### Your objective:
Quote the election-season transcript word for word, starting with "Elizabeth Neumann: That’s" and going on through "a backlash effect.".

### Excerpt:
.....
Another thing I would love to see churches do is that our election officials are under a barrage of attacks, especially if you’re in a swing state or in a state that was contested in 2020, meaning it was a tight election. The election officials have been, and all of the volunteers that work during elections, have been under a lot of threats, a lot of attacks. They’re scared. They’re trying to do their jobs. Guys, nobody grows up and goes, “You know what I want to be is an election official because it pays so well.” Like, they’re mostly doing it out of the goodness of their hearts. I would love to see churches just find a way—maybe it’s dropping them a note, maybe it’s bringing them cookies, maybe it’s just showing up and being like, “Hey, I heard you have a lot going on this next month. Is there anything we could do to pray for you, to love you, to just thank you for what you’re doing for our community?” I would love for churches to be seen as, you know, caring for our local officials and supporting them and encouraging them as opposed to, unfortunately, in the national media, the extreme right, those that are participating in the hostile-action spectrum, often gets conflated with Christianity. And so it would be awesome for churches to kind of counteract that by saying, “No, no, we stand with these election officials. We’re going to encourage them, we’re going to pray for them, and we’re going to get them what they need so that they can get through the next couple of weeks.”

 

So those are some ideas of how we can get through the next four weeks. But certainly just reminding people our hope is not in who gets elected. Our hope is in Jesus. That is what seems to, as I looked— there are a lot of things that went wrong, I would say, in the American church. But if you had to say one thing, it’s we are living in fear and we forgot that we have an antidote to that fear, and that is in Jesus. We’re living in fear. The reason that fear has taken over for us is because we’ve put our hope into a politician or into our country. We have created idols out of things that cannot sustain what we actually need. So just constantly reminding folks our hope is in Christ. He is still on the throne no matter who wins the election, who’s sitting in the white House. Jesus is still on that throne and we’re going to be okay. We have the answers to all of that anxiety. And our non-Christian brothers and sisters don’t have that. So we really need to be that non-anxious presence in this difficult time for our country.

 

Cherie Harder: We’re going to turn to questions from our viewers in just a second, but before we do that, I think so many of us have had the experience of a close friend or loved one who we can see radicalizing before our eyes. And it’s, you know, deeply unsettling to watch. We all want to do something about it. You’ve pointed out in your book that often what we are likely to try doesn’t work or even backfires, that often trying to argue with someone doesn’t work. You know, their feelings don’t care about the facts or whatever it is. And you’ve also described the boomerang effect. You know, essentially arguing with someone can actually cause them to further double-down and entrench. So how do you reach the radicalizing?

 

Elizabeth Neumann: That’s a great question. First thing is, I want to free you up. If this is somebody that you’re in relationship with, it’s not your job to fix their ideology. And you don’t have to go to Thanksgiving dinner and be prepared to argue with your uncle or your aunt about why they’re wrong. It’s not going to fix them. It’s not going to change their mind. And as just was referenced, like, it’s actually more likely to create a backlash effect.
.....
(Point labeling examples)
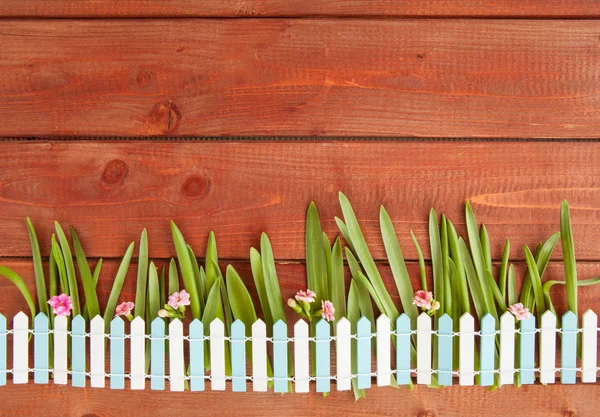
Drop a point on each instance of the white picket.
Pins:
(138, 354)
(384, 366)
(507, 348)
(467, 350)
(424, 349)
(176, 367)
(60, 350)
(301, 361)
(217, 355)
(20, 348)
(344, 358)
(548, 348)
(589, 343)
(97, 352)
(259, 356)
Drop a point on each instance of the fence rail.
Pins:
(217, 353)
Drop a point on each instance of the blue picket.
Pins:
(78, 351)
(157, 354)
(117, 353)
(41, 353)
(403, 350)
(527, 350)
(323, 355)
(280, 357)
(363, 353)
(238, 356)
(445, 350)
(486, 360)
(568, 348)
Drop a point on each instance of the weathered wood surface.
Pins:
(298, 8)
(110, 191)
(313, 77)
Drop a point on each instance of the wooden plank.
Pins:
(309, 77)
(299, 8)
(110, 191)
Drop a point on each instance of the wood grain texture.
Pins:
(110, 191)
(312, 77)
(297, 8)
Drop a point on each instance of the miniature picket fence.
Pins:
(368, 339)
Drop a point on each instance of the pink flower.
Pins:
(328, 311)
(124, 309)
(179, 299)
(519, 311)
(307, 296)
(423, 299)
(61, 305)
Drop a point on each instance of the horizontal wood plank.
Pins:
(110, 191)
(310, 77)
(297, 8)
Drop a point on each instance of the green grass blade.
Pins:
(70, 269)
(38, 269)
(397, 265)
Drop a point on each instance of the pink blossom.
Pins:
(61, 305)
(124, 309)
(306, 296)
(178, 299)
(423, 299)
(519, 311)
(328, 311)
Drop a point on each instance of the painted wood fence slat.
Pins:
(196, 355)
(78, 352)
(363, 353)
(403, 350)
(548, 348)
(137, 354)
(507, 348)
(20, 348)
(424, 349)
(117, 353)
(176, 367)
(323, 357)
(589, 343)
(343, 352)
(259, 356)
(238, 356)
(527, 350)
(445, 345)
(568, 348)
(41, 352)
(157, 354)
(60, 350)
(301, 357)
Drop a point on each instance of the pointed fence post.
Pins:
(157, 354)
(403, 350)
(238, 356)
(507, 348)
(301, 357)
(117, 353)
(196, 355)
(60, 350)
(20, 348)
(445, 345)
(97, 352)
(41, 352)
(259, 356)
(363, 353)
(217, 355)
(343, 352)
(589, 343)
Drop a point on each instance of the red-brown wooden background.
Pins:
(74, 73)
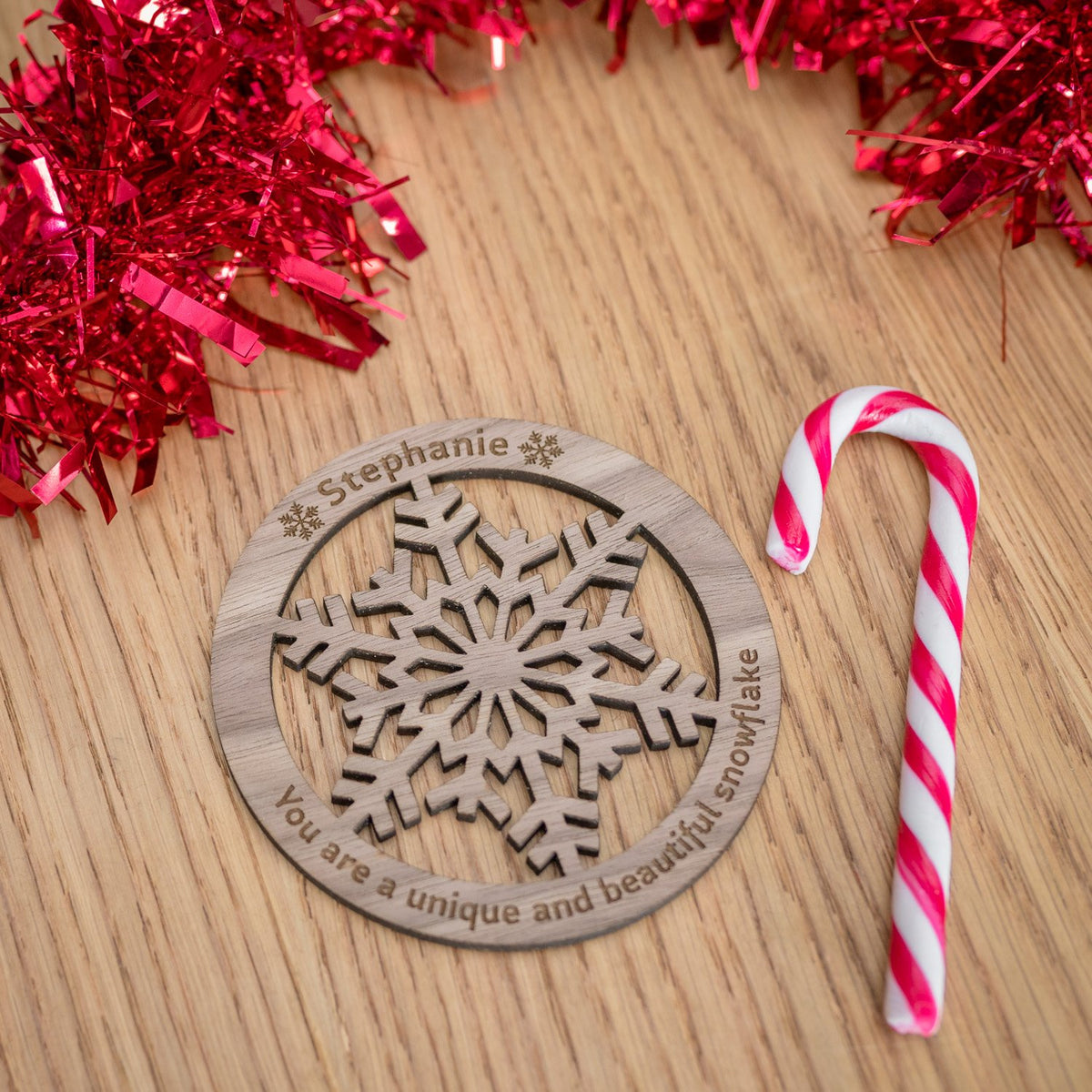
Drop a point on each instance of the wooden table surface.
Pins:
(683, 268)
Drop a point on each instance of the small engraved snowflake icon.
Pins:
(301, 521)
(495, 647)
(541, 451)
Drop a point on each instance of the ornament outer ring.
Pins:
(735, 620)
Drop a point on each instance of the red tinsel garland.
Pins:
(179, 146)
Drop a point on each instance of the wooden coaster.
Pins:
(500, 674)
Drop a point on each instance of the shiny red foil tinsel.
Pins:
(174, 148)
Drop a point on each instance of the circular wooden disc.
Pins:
.....
### Answer for the task:
Elizabeth Neumann: That’s a great question. First thing is, I want to free you up. If this is somebody that you’re in relationship with, it’s not your job to fix their ideology. And you don’t have to go to Thanksgiving dinner and be prepared to argue with your uncle or your aunt about why they’re wrong. It’s not going to fix them. It’s not going to change their mind. And as just was referenced, like, it’s actually more likely to create a backlash effect.